>>>>>
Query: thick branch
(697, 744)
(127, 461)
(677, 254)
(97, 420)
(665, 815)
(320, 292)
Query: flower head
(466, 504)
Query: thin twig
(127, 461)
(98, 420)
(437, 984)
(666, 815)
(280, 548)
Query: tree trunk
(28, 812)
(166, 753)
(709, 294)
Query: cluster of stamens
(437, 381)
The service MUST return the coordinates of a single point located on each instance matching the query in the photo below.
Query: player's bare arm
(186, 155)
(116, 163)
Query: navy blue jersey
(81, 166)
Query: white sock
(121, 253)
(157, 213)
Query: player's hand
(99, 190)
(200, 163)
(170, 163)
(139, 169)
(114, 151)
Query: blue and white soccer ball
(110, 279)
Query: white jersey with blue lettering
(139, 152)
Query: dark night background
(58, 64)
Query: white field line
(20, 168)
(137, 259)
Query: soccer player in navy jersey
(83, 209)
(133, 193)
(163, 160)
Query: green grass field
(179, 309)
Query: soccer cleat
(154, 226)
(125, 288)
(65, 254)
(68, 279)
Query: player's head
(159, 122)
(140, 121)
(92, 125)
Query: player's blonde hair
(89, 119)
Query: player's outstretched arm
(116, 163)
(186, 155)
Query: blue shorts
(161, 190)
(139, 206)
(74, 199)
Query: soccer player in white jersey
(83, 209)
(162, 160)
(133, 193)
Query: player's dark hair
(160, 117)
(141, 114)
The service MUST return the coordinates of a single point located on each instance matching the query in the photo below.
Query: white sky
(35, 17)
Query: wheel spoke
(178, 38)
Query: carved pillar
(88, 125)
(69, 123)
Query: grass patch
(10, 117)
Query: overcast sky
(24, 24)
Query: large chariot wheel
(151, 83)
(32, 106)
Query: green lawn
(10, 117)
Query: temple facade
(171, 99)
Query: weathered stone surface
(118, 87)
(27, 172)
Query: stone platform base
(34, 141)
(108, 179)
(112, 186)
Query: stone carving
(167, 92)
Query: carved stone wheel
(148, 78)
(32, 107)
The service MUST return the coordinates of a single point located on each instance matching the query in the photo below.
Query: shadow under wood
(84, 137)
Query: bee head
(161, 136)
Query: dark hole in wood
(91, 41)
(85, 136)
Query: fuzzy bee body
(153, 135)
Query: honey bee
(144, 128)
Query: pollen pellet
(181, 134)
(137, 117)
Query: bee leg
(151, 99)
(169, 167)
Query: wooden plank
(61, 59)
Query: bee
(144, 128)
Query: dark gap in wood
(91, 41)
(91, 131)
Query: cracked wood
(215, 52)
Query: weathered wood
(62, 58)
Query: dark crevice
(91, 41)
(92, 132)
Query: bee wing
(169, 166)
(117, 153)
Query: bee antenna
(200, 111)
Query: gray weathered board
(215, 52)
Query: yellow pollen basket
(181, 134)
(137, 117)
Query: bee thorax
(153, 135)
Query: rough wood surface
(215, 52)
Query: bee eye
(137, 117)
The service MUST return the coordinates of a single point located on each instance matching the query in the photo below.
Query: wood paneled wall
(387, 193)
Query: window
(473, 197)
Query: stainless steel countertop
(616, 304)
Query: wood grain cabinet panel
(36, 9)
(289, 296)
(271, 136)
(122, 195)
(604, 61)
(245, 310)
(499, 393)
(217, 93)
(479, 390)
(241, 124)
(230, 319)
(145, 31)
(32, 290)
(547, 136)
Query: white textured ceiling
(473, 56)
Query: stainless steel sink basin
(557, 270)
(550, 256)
<<<<<
EXERCISE PROMPT
Exactly as shown, repeat every record.

EXERCISE OUTPUT
Query: thick branch
(697, 744)
(127, 461)
(677, 254)
(97, 420)
(665, 815)
(320, 292)
Query: flower head
(466, 504)
Query: thin twig
(127, 461)
(98, 420)
(437, 984)
(666, 815)
(280, 548)
Query: tree trunk
(28, 812)
(166, 753)
(709, 294)
Query: cluster of stamens
(437, 381)
The service MUST return the coordinates of a single point located on each instance matching the query in the photo below.
Query: player's bare arm
(186, 155)
(116, 163)
Query: navy blue jersey
(81, 166)
Query: white sock
(121, 253)
(157, 213)
Query: player's hand
(99, 190)
(200, 163)
(170, 163)
(139, 169)
(114, 151)
Query: blue and white soccer ball
(110, 279)
Query: white jersey with blue lettering
(139, 152)
Query: dark night background
(58, 64)
Query: white field line
(20, 168)
(137, 259)
Query: soccer player in navy jersey
(83, 209)
(133, 193)
(163, 160)
Query: green grass field
(179, 309)
Query: soccer cleat
(154, 226)
(125, 288)
(65, 254)
(68, 279)
Query: player's head
(159, 122)
(140, 121)
(92, 125)
Query: player's blonde hair
(89, 119)
Query: player's outstretched arm
(116, 163)
(186, 155)
Query: blue shorts
(161, 190)
(139, 206)
(74, 199)
Query: soccer player in white jersey
(83, 209)
(162, 160)
(133, 193)
Query: player's dark hair
(160, 117)
(141, 114)
The service MUST return the coordinates of a single point located on each instance matching the query in the photo below.
Query: white sky
(35, 17)
Query: wheel spoke
(178, 38)
Query: carved pillar
(88, 125)
(69, 123)
Query: grass patch
(10, 117)
Query: overcast sky
(24, 24)
Query: large chariot wheel
(151, 83)
(32, 106)
Query: green lawn
(10, 117)
Query: temple facade
(171, 99)
Query: weathered stone surface
(118, 87)
(27, 172)
Query: stone platform base
(34, 141)
(108, 179)
(112, 186)
Query: stone carving
(167, 92)
Query: carved stone wheel
(148, 78)
(32, 107)
The service MUST return the coordinates of a single point located on each instance matching the query in the photo below.
Query: shadow under wood
(84, 137)
Query: bee head
(161, 136)
Query: dark hole in wood
(91, 41)
(85, 136)
Query: fuzzy bee body
(153, 135)
Query: honey bee
(144, 128)
Query: pollen pellet
(181, 134)
(137, 117)
Query: bee leg
(151, 99)
(169, 167)
Query: wooden plank
(61, 59)
Query: bee
(144, 128)
Query: dark gap in wood
(91, 41)
(91, 131)
Query: cracked wood
(215, 52)
Query: weathered wood
(62, 58)
Query: dark crevice
(91, 41)
(92, 132)
Query: bee wing
(169, 166)
(117, 153)
Query: bee antenna
(200, 111)
Query: gray weathered board
(215, 52)
Query: yellow pollen basket
(181, 134)
(137, 117)
Query: bee thorax
(153, 135)
Query: rough wood surface
(215, 52)
Query: bee eye
(137, 117)
The service MUST return the coordinates of a single point located on each instance matching the query in the photo below.
Query: wood paneled wall
(387, 193)
Query: window
(473, 197)
Query: stainless steel countertop
(616, 304)
Query: wood grain cabinet panel
(36, 9)
(289, 296)
(271, 136)
(122, 195)
(604, 61)
(245, 310)
(499, 393)
(217, 93)
(479, 390)
(241, 124)
(230, 319)
(145, 31)
(32, 290)
(547, 136)
Query: white textured ceiling
(473, 56)
Query: stainless steel sink basin
(557, 270)
(550, 256)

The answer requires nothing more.